* **What to produce**:
Keep the wording of each record exactly the same when you repeat it, and leave out pictures.

(Some records)
********

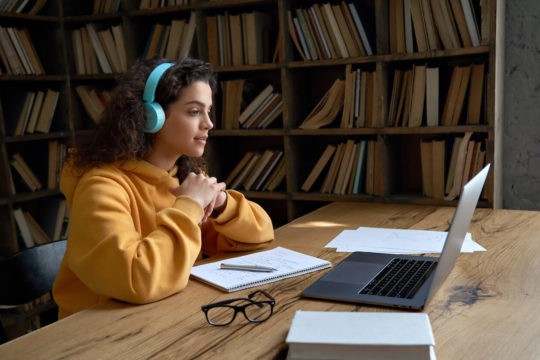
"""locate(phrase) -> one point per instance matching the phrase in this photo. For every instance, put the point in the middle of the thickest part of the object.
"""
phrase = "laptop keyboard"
(400, 278)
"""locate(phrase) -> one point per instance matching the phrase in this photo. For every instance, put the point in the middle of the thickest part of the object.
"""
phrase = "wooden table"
(488, 308)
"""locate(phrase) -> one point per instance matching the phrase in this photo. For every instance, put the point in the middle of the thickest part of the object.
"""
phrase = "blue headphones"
(155, 115)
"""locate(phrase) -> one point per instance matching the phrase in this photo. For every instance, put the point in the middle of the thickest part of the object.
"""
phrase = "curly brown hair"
(119, 135)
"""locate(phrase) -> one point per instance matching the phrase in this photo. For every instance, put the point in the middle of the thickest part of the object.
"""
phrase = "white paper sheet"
(396, 241)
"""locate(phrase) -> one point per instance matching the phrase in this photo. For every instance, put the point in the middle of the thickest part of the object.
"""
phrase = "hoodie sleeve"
(242, 226)
(112, 258)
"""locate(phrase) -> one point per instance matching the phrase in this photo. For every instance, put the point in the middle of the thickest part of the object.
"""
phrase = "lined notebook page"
(288, 263)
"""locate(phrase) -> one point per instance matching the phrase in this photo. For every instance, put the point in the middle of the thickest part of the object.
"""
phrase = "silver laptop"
(400, 280)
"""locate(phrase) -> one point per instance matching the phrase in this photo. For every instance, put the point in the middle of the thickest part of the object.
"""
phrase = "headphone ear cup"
(155, 117)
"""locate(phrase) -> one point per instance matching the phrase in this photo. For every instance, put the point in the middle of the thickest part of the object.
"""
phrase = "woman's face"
(187, 123)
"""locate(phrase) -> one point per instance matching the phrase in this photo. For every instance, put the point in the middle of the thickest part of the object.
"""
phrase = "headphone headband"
(155, 115)
(153, 81)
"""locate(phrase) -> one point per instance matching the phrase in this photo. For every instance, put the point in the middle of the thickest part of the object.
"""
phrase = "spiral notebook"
(288, 263)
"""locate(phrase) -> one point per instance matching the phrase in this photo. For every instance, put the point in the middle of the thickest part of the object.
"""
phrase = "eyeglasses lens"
(221, 315)
(258, 312)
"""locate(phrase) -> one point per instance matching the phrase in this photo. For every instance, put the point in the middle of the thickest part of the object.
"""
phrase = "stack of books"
(360, 335)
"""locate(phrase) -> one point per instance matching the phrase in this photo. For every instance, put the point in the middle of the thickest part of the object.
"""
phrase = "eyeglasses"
(224, 312)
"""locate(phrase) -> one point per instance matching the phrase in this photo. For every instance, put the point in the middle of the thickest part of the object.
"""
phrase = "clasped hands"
(205, 190)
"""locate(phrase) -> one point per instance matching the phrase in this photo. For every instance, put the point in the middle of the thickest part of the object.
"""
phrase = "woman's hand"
(205, 190)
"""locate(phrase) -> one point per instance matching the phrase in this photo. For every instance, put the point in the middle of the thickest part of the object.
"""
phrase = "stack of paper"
(396, 241)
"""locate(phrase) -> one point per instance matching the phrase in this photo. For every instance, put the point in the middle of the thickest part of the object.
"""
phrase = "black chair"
(26, 276)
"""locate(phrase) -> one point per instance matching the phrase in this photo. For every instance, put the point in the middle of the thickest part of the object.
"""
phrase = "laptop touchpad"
(353, 272)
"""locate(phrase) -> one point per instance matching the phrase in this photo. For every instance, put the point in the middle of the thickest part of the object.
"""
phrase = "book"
(255, 103)
(187, 36)
(98, 49)
(268, 170)
(360, 28)
(239, 167)
(476, 88)
(360, 335)
(418, 99)
(288, 263)
(48, 108)
(432, 96)
(327, 109)
(318, 168)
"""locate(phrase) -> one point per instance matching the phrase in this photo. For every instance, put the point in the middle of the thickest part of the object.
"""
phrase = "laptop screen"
(458, 228)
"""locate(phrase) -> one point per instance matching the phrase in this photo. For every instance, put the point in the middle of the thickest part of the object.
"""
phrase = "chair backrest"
(30, 273)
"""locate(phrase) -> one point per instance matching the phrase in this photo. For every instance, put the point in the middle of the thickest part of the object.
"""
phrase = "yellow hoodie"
(130, 239)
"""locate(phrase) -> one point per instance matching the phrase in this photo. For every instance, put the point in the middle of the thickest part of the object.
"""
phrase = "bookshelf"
(389, 46)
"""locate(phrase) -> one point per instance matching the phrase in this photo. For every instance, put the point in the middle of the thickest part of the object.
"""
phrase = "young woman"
(142, 208)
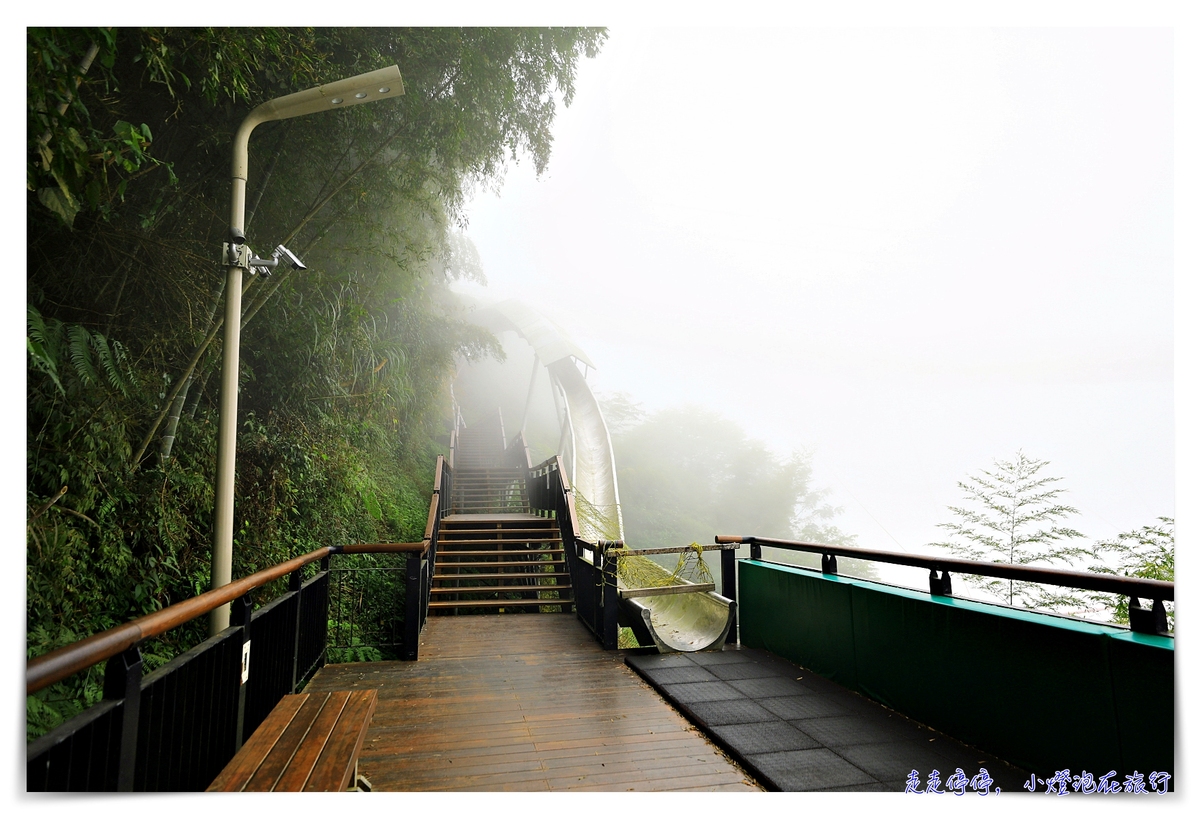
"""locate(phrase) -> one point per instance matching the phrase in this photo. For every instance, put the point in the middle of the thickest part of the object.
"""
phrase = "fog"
(906, 251)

********

* **The response**:
"""locate(phrase) -> one point per instance matching the phrase in this photo. For every instance, put the point in the middle of the thickest part of the object.
"""
phrase = "laptop keyboard"
(400, 278)
"""locate(phrase) -> one point per instance matching the phrase in this photo. For every instance, put the point in the middle of the thickest part of the object.
"""
phrase = "wooden table"
(488, 308)
"""locate(phrase) -> one point per instance matching the phrase in this photo. For every instance, put the point in the middle of the thickest part of the object.
"""
phrase = "blue headphones"
(155, 115)
"""locate(phrase) -> one point per instance matching the phrase in this photo. For every instance, put the point in the middle of the thickest part of the object.
"""
phrase = "curly brown hair"
(119, 135)
"""locate(phrase) -> one point per instance matching the phrase in this photo. For every instance, put the point in the middle of the thickest part of the object.
"""
phrase = "white paper sheet"
(396, 241)
"""locate(phrase) -> one point per instance matching the phrase in this photo. For every instance, put the point in the middle of the thickest part of the object.
"""
phrase = "hoodie sleeve"
(242, 226)
(112, 258)
"""locate(phrase) -> one point per instance matching the phrase in this photo. For every instance, put the point in the middle of the thickest part of the object.
"""
phrase = "lined notebook page"
(288, 263)
"""locate(phrase) -> one point per instance matching the phrase in this photo. For every instance, put the point in the middle of the thickest part of the object.
"""
phrase = "silver laptop"
(400, 280)
"""locate(phrase) -> one point per instance matching the phrase in this photo. For every instance, put the point in the middle of the thickest part of the object.
"""
phrase = "headphone ear cup"
(155, 117)
"""locate(phrase) -> one point per instance matching the phrase in this photo. For every instance, put the point in the middle of the thickest part of the object.
"""
phrase = "woman's face"
(187, 123)
"""locate(phrase) -> one point per instance matching the phrase in this photo. For every instance, put the point in the middle of the thickest part of the object.
"""
phrase = "headphone headband"
(155, 115)
(153, 81)
"""locate(phrase) -> one point per instance matching the phrase in this photo. For every instance, put the point in the middle of the thickest part of the object.
"""
phrase = "spiral notebook"
(288, 263)
"""locate(phrase) -> one point per instance matching the phrase in this photo. For every instance, put the point in the middle of the thickest part of the object.
"""
phrase = "eyeglasses lens"
(221, 315)
(258, 312)
"""locate(phrase) -> one point per instance matching the phrase in this photo. For every instance, put the point in the middle of the thickest part of the object.
"""
phrase = "stack of books"
(360, 335)
"""locate(phrase) -> one point per instance matching the phrase in this photo. For every instance, put the point in the middle of the thickest part of the object.
"""
phrase = "eyeglasses"
(224, 312)
"""locate(phrase) -> one point per instance matching the phrase in this photo. For every instance, put the point in the middle of the thickest part of the object.
"""
phrase = "clasped hands"
(205, 190)
"""locate(phrase) -> one point per instance matching the phrase in this photo. For every instance, put the point in the middle of the thickest part of the object.
"""
phrase = "woman's hand"
(205, 190)
"""locate(phrase) -> one point per instance matching the phrase in this photo. For every instance, put the point in the middle of the thickest part of the object.
"""
phrase = "stack of paper"
(396, 241)
"""locate(phrase) -> one point per instance matching the phrase in this photo. For every instance, put the point in the middle of the thickest part of the object.
"""
phrase = "black chair"
(26, 276)
"""locate(phrase) -> one point per instance matching the phrase in this photo. For every instance, put the point in the middle of the thickest part of the object.
"""
phrase = "laptop touchpad"
(353, 272)
"""locate(phrase) -> one point per instance matching the phrase in this photo. For every instance, put the point in the middle of the thickest part of the object.
"""
phrase = "book"
(255, 103)
(187, 36)
(98, 49)
(268, 170)
(360, 28)
(239, 167)
(476, 88)
(360, 335)
(418, 99)
(288, 263)
(48, 108)
(432, 96)
(327, 109)
(318, 168)
"""locate(phrase) -> one point per instance matching the phrase in this photo. For every instance, put the point in the middle of the thickest part of the object.
"""
phrase = "laptop screen"
(458, 228)
"""locate(phrase) -> one point per instance matching the phrase in this photo. For every instance, put the point in the middle of the thickest part of the object.
"""
phrase = "chair backrest"
(30, 273)
"""locate(phrase) -> one point per instance matching the phrase in this photo. For every instance, put the point in the middle of the thickest part of the object.
"""
phrase = "yellow hoodie"
(130, 239)
"""locate(phrase) -> one point per instance matching the phrase in this photo. For every instance, put the point in the middle of the thickest part of the object.
"""
phrase = "bookshelf"
(389, 46)
"""locate(phrase) -> one point per instance matching the phrase in this photo. For every instance, put the point in the middle of the thickest part of the object.
"""
phrase = "young woman"
(142, 208)
"""locate(phrase) -> one point per instance matching the phrase in this photo. For every instance, put the point in the middle of the thickest part of the object.
"""
phrase = "fog"
(906, 251)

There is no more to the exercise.